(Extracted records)
"""

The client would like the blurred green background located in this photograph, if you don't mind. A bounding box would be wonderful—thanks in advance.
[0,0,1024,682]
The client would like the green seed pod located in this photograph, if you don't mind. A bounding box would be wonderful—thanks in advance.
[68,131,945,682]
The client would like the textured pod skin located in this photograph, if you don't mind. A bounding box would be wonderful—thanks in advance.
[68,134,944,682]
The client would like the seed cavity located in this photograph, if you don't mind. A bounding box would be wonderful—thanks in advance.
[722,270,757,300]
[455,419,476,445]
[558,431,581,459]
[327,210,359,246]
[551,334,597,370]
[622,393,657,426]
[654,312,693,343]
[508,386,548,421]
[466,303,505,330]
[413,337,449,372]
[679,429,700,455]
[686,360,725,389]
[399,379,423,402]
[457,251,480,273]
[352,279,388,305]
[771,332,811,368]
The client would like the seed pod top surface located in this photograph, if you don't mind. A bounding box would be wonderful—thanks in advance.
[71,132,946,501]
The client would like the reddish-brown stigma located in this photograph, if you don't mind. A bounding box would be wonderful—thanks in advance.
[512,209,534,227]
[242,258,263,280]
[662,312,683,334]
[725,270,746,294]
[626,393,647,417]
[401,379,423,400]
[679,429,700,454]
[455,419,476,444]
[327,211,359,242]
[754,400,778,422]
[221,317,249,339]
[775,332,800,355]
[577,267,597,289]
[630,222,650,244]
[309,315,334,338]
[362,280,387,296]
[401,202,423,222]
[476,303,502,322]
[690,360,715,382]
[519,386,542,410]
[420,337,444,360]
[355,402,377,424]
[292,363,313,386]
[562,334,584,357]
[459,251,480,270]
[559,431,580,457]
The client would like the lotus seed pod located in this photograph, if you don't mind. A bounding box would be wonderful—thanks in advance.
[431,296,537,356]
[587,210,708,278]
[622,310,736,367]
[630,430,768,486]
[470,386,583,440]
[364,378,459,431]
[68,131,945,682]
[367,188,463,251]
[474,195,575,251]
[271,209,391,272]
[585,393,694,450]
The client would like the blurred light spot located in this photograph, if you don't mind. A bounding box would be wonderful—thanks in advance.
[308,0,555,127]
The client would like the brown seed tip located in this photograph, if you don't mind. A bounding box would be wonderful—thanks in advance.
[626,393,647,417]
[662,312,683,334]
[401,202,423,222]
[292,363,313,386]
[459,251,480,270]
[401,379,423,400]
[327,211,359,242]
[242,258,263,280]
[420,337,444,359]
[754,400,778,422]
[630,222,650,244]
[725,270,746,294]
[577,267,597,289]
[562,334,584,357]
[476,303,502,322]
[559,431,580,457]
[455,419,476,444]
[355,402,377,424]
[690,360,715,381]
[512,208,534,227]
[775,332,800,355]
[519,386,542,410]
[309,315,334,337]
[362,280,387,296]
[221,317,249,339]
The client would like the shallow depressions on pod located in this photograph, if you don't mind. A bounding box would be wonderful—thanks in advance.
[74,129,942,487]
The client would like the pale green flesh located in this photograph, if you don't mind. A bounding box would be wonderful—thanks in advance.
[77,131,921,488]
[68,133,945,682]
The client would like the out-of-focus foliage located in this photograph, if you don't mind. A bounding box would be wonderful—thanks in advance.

"""

Task directions:
Substitute "customer" for "client" in the listing lines starting at the line containing "The client would like the shallow" and ending at the final line of the listing, keeping everything else unchanged.

Answer to the task:
The customer would like the shallow depressions on pod located in this photograph, if you don't mind. A bounding box would be wonderful—thanks in advance.
[74,129,942,487]
The customer would like the pale green flesh located in this photograph, if you don't mind. A bounding box would be wonderful—thanks in advance.
[77,131,921,488]
[68,133,945,682]
The customer would like the out-of-focus foliage located in this photograph, if you don't mind. A bounding box would be wonderful—thanks in advance.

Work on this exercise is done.